STATED PROBLEM: Count the lines in the records below that contain the word "water", with case counting. Reply with the number alone.

GIVEN DATA:
▼
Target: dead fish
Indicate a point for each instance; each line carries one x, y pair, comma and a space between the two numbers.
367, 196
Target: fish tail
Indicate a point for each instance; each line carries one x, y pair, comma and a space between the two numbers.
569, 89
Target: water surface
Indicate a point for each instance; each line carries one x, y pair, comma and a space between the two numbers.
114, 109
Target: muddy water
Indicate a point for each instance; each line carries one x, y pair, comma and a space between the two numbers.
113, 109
▲
▼
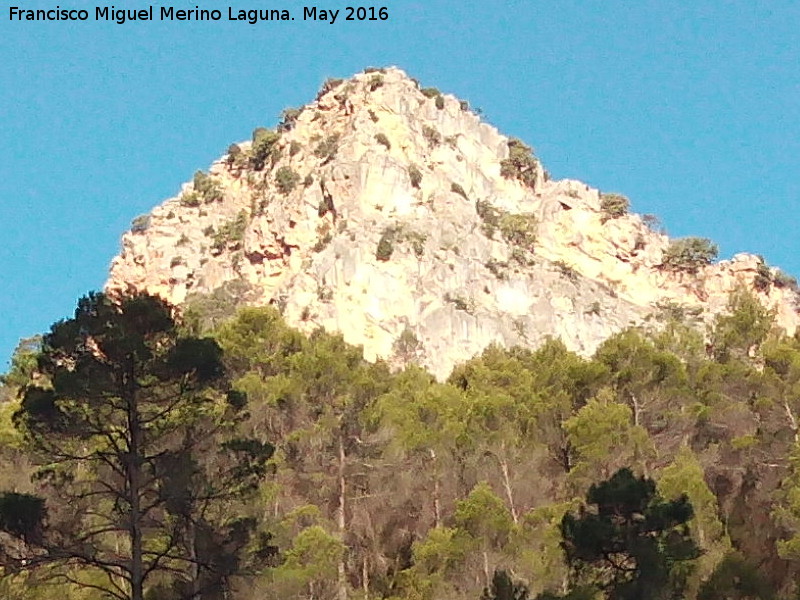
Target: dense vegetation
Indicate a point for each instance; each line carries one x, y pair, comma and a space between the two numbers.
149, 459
▲
▼
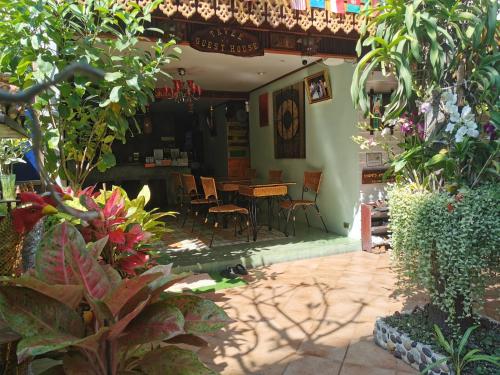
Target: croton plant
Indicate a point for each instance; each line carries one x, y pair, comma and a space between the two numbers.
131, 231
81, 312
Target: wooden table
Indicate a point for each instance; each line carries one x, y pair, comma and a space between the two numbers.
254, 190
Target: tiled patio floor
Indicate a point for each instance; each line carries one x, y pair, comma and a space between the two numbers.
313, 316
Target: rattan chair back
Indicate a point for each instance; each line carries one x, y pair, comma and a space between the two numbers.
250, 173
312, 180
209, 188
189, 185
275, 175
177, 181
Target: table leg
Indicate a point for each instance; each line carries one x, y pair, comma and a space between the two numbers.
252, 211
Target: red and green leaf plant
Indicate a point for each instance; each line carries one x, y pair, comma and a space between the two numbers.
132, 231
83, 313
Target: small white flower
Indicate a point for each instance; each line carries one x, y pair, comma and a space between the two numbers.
▲
REPLY TO THE EXERCISE: 2